Supplied text:
────────────────────

3) Skip Spence - Like Syd, I hear something breaking down. Something powerful thwarted and inflected through a piece of smashed glass or processed with broken machinery, such that it achieves a unique beauty. May be my most prized piece of vinyl next to Easter Everywhere.
4) Jeff Mangum - My ex Matt in Minneapolis hates Neutral Milk Hotel, so my affection for this guy has always given me a sense of integrity about my aesthetic sense. I don't think Mangum is genius. I think he is intuitive. In the Aeroplanes Over the Sea is maybe the best album of the last twenty years.
5) Anton Newcombe - I don't care about the film, though it was fun to watch. I got into BJM just shortly before it came out, which was about eight years late, I suppose, but still. This is just a guy who is incredibly talented, prolific, creative, in my mind likable, somewhat tortured (for some reason with me always a plus. I don't know why that should be so, really) and who apparently grew up listening to almost exactly the same music I did. I don't think he is regurgitating anything at all. I just know that whatever he does always sounds right and familiar, even if it also sounds new. We draw from different wells on the same aquifer I guess.
I've seen him a few times. He has spawned an incredible number of bands and influenced an entire generation of artists, whether people realize it or not. He does it all on the cheap and makes no excuses. Give It Back is probably one of my favorite albums of all time, and to me it is essentially meaningless. That really doesn't matter to me. It proves to me either way that someone else was soaking in the same juices all those years. I really love this guy.
6) Calvin Johnson - I saw him at the 7th St Entry in Minneapolis while a metal band played at 1st Ave on the other side of an adjoining wall. And it didn't matter. I was whistling at his command and clapping along and singing, and I was in a state of arrest. The guy has a voice that to me would be otherwise somewhat jarring, even if he's in tune, just because of its, I guess bartone?, quality. But there's something ballsy about it to me.
7) Jad Fair - Man, this guy is perfect. I mean, if you want to make music, just do it! Who cares what you think you know. I tremble a bit at that.
Besides, if Mo Tucker wants to play with him, he must be worthwhile.
8) Stephin Merritt - He wrecks me. This one is partly personal and all about my life with Matt all those years ago. But it's also about how incredibly creative he is as an artist. Still, 69 Love Songs is really all about house-sitting in Wayzata, Minnesota with the guy who, to this day, probably wrecked me for anyone else. Merritt's songs make me cry. Maudlin and schmaltzy? Perhaps. Who cares? They're great tunes in any case. Listening to them reminds me that I will always be in love with every guy I've ever loved. However, and this doesn't take away from any of the others one little bit, there was something magical about the six years of my life in which I belonged solely and completely to Matt Greenwood. A lot of that, perhaps, is because it coincided with the other great adventure of my life, leaving Texas and my family behind for a time. But Matt is forever special to me either way, as is his family. And 69 Love Songs is something of a sacrament of that, I think.

────────────────────

Prompt A: Count the lines in the records that contain the string "brown", with case counting, and give only the number.

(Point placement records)
────────────────────

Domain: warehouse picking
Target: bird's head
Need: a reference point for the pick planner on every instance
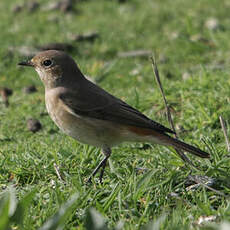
(55, 68)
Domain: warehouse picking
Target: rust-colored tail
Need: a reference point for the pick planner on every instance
(186, 147)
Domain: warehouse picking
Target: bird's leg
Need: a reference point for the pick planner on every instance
(102, 164)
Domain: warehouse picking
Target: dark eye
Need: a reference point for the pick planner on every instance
(47, 63)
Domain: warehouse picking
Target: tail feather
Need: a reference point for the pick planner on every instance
(186, 147)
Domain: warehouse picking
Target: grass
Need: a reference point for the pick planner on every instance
(129, 195)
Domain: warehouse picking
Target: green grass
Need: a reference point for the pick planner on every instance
(135, 198)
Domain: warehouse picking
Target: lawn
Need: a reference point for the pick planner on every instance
(145, 186)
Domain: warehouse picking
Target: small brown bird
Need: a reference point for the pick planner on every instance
(91, 115)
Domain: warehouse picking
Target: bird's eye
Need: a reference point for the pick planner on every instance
(47, 63)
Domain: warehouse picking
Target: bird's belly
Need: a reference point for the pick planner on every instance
(90, 131)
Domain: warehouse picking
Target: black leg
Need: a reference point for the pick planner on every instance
(102, 164)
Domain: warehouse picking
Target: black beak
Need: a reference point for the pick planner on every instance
(26, 63)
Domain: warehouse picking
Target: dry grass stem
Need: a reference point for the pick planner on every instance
(157, 77)
(225, 132)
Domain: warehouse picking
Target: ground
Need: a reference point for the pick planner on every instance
(143, 183)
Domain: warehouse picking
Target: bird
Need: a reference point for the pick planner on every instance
(91, 115)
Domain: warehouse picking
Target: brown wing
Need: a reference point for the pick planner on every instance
(96, 103)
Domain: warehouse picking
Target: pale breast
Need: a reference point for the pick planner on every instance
(86, 130)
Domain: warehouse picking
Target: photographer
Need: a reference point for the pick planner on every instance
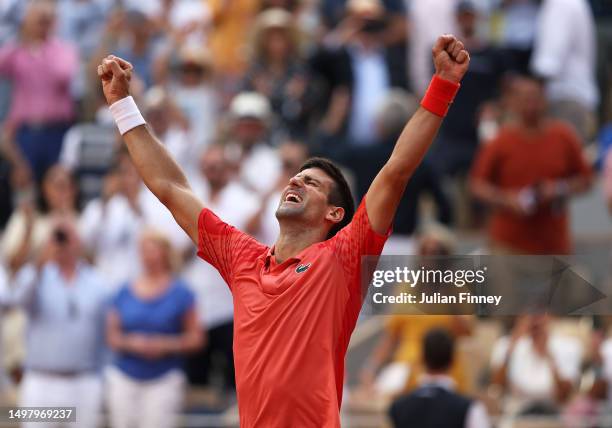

────────────────────

Prompt B: For each statement, say yes or no to whether it agrees with the musician list, and quote the words from it that decide: (i) The writer saw Calvin Johnson at the 7th St Entry in Minneapolis. (ii) The writer considers Jeff Mangum a genius. (iii) The writer finds Give It Back essentially meaningless.

Complete output A: 2

Complete output B:
(i) Yes: "I saw him at the 7th St Entry in Minneapolis"
(ii) No: "I don't think Mangum is genius."
(iii) Yes: "to me it is essentially meaningless"